Greenbrier and Alleghenies Focal Landscape

Development of the Greenbrier and Alleghenies Focal Landscape

Perhaps more than any other of AMJV’s focal landscapes, the Greenbrier and High Alleghenies Focal Landscape in eastern West Virginia highlights the important connections between the conservation and management of upland, aquatic, and even subterranean systems in a healthy and productive ecosystem. In addition to large blocks of forest hosting AMJV priority species such as Wood Thrush and Cerulean Warbler, the focal landscape has valuable aquatic resources such as the Greenbrier River, the longest undammed river in the Central Appalachians. According to the West Virginia State Wildlife Action Plan, the focal landscape hosts many rare aquatic species, including the regionally endemic New River Crayfish and Upland Burrowing Crayfish, Eastern Hellbender, and the federally-listed Virginia Spiraea and Candy Darter.  Most notably, the focal landscape region is a globally significant karst landscape with more caves occurring in this region than anywhere else in West Virginia. Rare cave species in the region include the Greenbrier Valley Cave Pseudoscorpion, Organ Cave Pseudoscorpion, Greenbrier Cave Amphipod, and the world’s only known population of West Virginia Spring Salamander.
━━━━━━
▶ [Set task A]: In the Greenbrier focal landscape passage, what distinction does the Greenbrier River hold in the Central Appalachians?
▶ [Set task B]: Proceed with the Greenbrier focal landscape passage, picking up after its final sentence.
The material after this passage comes from a separate source.
━━━━━━
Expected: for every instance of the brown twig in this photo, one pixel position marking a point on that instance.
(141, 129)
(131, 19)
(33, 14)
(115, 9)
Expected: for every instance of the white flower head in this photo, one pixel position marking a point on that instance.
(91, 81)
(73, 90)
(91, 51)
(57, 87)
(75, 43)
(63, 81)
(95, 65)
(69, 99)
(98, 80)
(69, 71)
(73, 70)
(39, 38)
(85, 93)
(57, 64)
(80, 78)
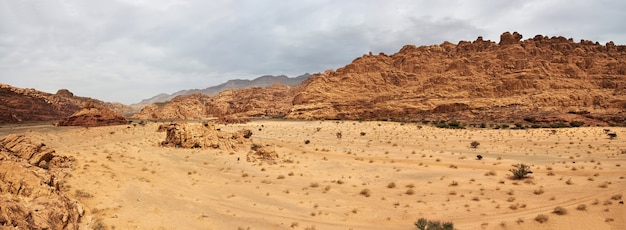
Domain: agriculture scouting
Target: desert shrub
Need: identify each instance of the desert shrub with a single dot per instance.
(576, 123)
(366, 192)
(433, 225)
(559, 211)
(520, 171)
(424, 224)
(421, 223)
(542, 218)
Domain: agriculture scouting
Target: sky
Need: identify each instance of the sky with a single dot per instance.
(129, 50)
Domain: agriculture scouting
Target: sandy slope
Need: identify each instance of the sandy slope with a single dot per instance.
(127, 181)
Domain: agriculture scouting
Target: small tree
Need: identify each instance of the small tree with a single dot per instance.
(475, 144)
(520, 171)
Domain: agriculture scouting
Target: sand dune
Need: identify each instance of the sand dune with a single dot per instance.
(378, 175)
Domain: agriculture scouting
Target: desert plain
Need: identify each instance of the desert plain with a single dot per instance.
(377, 175)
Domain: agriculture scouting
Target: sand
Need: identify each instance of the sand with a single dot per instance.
(378, 175)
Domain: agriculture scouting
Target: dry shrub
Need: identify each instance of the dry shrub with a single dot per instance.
(366, 192)
(560, 211)
(232, 120)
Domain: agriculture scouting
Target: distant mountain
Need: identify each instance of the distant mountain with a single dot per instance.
(541, 80)
(25, 105)
(262, 81)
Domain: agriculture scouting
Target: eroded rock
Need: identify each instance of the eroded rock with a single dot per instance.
(30, 195)
(193, 135)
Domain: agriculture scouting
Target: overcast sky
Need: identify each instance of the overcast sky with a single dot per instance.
(129, 50)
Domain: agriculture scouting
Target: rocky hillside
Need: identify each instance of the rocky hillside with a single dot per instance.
(538, 79)
(263, 81)
(542, 79)
(22, 105)
(91, 115)
(274, 100)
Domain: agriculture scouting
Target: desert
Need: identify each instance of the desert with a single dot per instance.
(429, 115)
(342, 175)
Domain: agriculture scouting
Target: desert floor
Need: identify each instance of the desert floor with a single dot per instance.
(379, 175)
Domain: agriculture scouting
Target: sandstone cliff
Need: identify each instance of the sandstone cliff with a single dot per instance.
(479, 81)
(92, 115)
(23, 105)
(542, 79)
(31, 195)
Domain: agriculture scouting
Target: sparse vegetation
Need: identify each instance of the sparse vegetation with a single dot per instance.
(520, 171)
(541, 218)
(559, 211)
(424, 224)
(366, 192)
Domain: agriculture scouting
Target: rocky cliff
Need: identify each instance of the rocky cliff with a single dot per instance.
(31, 189)
(542, 79)
(534, 79)
(92, 115)
(22, 105)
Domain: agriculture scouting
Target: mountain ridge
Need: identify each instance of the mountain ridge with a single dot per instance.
(541, 79)
(262, 81)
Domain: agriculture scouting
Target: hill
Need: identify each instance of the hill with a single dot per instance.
(24, 105)
(538, 80)
(262, 81)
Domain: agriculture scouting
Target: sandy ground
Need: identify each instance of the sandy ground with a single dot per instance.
(379, 175)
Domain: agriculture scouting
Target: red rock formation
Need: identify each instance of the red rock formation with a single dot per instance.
(480, 81)
(193, 135)
(512, 80)
(30, 194)
(23, 105)
(91, 116)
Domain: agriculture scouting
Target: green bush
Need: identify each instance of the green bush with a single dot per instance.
(424, 224)
(520, 171)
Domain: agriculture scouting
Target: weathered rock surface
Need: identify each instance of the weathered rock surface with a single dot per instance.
(538, 79)
(476, 81)
(274, 100)
(23, 105)
(30, 196)
(194, 135)
(91, 116)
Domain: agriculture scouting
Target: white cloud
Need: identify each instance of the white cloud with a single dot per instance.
(130, 50)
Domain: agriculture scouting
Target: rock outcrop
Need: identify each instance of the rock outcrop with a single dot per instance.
(540, 79)
(194, 135)
(24, 105)
(30, 194)
(92, 115)
(475, 81)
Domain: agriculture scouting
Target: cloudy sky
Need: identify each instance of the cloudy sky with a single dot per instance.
(128, 50)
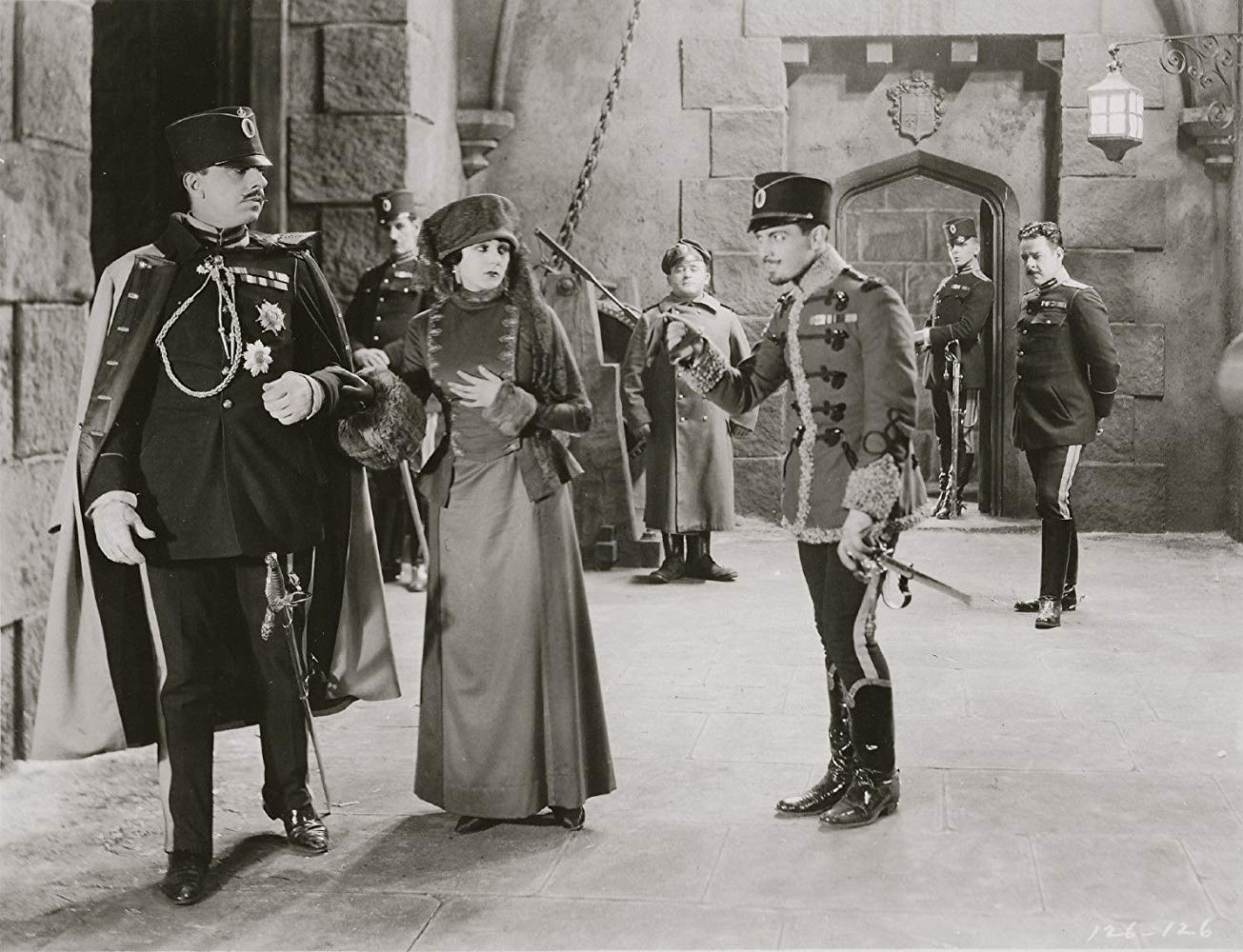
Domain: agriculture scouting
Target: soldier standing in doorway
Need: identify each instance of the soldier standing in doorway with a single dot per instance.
(689, 455)
(844, 343)
(1063, 390)
(961, 308)
(386, 300)
(214, 378)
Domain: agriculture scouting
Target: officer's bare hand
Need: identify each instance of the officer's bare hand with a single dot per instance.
(683, 342)
(289, 399)
(477, 390)
(854, 545)
(114, 525)
(371, 358)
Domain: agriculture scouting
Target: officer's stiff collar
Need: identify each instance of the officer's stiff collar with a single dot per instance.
(183, 238)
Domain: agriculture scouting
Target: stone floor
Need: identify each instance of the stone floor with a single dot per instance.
(1076, 788)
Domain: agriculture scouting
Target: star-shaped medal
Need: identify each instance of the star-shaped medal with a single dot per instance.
(257, 358)
(271, 317)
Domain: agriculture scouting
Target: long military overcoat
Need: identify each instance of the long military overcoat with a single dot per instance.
(690, 452)
(97, 682)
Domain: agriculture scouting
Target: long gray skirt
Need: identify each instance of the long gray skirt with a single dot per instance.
(511, 717)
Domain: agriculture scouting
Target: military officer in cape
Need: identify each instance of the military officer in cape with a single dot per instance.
(384, 301)
(689, 447)
(216, 368)
(844, 343)
(1064, 387)
(961, 308)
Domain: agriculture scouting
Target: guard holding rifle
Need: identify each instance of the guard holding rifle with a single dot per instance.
(954, 361)
(689, 452)
(843, 342)
(1063, 391)
(386, 300)
(215, 373)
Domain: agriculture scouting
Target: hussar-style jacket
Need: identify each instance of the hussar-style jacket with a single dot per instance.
(844, 343)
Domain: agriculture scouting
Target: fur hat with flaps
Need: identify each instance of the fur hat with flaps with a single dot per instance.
(470, 222)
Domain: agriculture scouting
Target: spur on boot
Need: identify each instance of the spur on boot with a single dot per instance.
(1069, 602)
(872, 794)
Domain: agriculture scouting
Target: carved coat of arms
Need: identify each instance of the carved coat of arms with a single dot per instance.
(916, 109)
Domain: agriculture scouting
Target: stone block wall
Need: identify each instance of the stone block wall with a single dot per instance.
(893, 231)
(371, 107)
(46, 280)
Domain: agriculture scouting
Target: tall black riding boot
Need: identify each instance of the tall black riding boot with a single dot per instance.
(673, 565)
(1055, 537)
(874, 788)
(700, 564)
(842, 762)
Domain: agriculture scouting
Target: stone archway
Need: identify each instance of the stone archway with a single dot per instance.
(1001, 470)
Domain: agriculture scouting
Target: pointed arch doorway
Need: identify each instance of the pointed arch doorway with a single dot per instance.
(888, 222)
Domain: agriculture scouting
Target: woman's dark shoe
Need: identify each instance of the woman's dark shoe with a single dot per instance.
(305, 829)
(473, 824)
(672, 569)
(186, 882)
(571, 818)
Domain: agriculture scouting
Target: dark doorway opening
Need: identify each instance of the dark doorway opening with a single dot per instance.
(889, 222)
(154, 61)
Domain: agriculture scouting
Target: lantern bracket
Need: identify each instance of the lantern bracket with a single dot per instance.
(1207, 60)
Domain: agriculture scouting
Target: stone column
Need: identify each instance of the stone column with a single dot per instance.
(742, 85)
(45, 281)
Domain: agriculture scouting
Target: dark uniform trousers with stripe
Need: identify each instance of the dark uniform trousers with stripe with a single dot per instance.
(221, 484)
(384, 302)
(1066, 383)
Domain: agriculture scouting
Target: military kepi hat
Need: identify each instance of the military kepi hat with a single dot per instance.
(229, 134)
(958, 230)
(782, 198)
(391, 204)
(685, 250)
━━━━━━
▶ [Written reply A]: It is the longest undammed river in the Central Appalachians.

▶ [Written reply B]:
Conserving a region with such a diversity of habitats and priority species requires engaging a diversity of local stakeholders in our work. To help with this process, the West Virginia State Wildlife Action Plan identifies specific regions called Conservation Focus Areas (CFAs) where Species of Greatest Conservation Need (SGCN) are concentrated, addressable threats are identified, and opportunities exist for focused actions. The AMJV focal landscape overlaps the Great Greenbrier and High Alleghenies CFAs. Last year, West Virginia Division of Wildlife Resources (WVDNR) and The Nature Conservancy worked with local stakeholders to develop plans for these CFAs targeting priority species with specific actions at a local level (available to view at: https://wvdnr.gov/state-wildlife-action-plan/).

Identifying Shared Goals and Priorities

Breakout group discussing capacity gaps at a stakeholder meeting held in Lewisburg.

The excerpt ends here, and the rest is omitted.